[Consigne de travail A]:
Répondez aux questions suivantes à partir du passage sur Saint-Alban :
(i) Quelle distinction la mère supérieure recevra-t-elle ?
(ii) Quel est le titre du journal hebdomadaire publié ?
(iii) En quelle année Paul Éluard écrit-il le poème Le cimetière des fous ?
[Consigne de travail B]: D'après le passage sur Saint-Alban, à quoi servaient les cotisations du club des malades, prélevées sur le pécule ?
[Consigne de travail C]: Reprenez le passage sur Saint-Alban après sa dernière phrase et prolongez-le.

[Passage extrait]:

Marie Bonnafé, fille de Lucien, qui avait à l’époque 7 ou 8 ans, a témoigné que des résistants des FTP venaient à la maison. Étrangement, Jacques Matarasso prenait des photos malgré la clandestinité, dont certaines auraient pu être compromettantes. La mère supérieure sera décorée de la médaille de la Résistance. Les renseignements généraux, comme de juste, sont bien informés : ils écrivent que Tosquelles a « une influence néfaste, révolutionnaire et antinationale », mais qu’il est « un bon patricien ».
Un club des malades a été créé, avec cotisations prises sur le pécule versé par l’administration pour pouvoir organiser des fêtes (carnaval, Pâques, fêtes votives, chars décorés), une bibliothèque, du théâtre, des jeux. Des séances de psychodrame, non publiques, ont lieu. Une imprimerie est créée (avec lettres de plomb) et un journal hebdomadaire, Trait-d’union, est publié : « lire un journal c’est sortir de soi, s’intéresser aux autres, à leurs joies, à leurs peines ». S’y expriment les soignants mais aussi les malades.
Saint-Alban est un lieu de soins mais aussi de réflexion (dans ce but, a été créée la Société du Gévaudan). Pendant la guerre, on voit défiler sur ces terres reculées de Lozère de grands noms, comme Georges Canguilhem (philosophe et résistant), Paul Éluard qui écrit ici, en 1943, un poème Le cimetière des fous : « Ce cimetière archipel de mémoire vit de vents fous et d’esprit en ruine ». Après guerre, ce seront : Jean Oury, Roger Gentis (se souvenir de Guérir la vie, Maspéro, 1971), Jean Dubuffet qui s’intéresse à l’art brut (que les Nazis appelaient art dégénéré), Félix Guattari, Frantz Fanon (il a fait ici son internat, alors qu’il avait déjà publié Peau noire, masques blancs). Dans un n° de Trait-d’union (6 mars 1953), il écrit qu’il importe de garder toujours sous les yeux le passé, le présent et l’avenir : un être humain est malade s’il perd ces notions.

[Données d'expressions référentielles]

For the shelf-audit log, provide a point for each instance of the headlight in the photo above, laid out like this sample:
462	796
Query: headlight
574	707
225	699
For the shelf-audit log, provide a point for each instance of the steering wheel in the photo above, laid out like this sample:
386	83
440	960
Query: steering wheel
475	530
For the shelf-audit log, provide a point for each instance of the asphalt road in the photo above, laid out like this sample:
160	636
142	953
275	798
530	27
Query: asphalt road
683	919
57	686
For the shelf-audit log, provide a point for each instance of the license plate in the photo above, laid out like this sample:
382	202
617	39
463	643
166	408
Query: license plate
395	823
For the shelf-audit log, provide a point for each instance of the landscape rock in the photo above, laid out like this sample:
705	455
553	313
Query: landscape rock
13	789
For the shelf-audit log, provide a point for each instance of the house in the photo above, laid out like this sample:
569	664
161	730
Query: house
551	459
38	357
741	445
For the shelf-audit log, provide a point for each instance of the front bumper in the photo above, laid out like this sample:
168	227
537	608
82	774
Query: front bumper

[Réponse rédigée A]:
(i) La médaille de la Résistance.
(ii) Trait-d'union.
(iii) En 1943.

[Réponse rédigée B]: Le club des malades prélevait des cotisations sur le pécule versé par l'administration pour pouvoir organiser des fêtes : carnaval, Pâques, fêtes votives, chars décorés. Elles finançaient aussi une bibliothèque, du théâtre et des jeux.

[Réponse rédigée C]:
Tosquelles disait : « c’est une lutte contre la destruction permanente », et Jean Oury plaisantait sur la façon dont il prononçait à l’espagnol ʺpermanenteʺ. Ces pionniers de la psychiatrie institutionnelle, en sillonnant la Lozère, ont inventé la géo-psychiatrie qui a donné naissance à la psychiatrie de secteur : autant que faire se peut, on évite d’hospitaliser le malade, on le soigne chez lui.
Dans une vidéo de 1974, un patient exprime sa crainte que l’on revienne en arrière, qu’on ne les considère plus comme des humains : « Saint-Alban avait 20 ans d’avance ».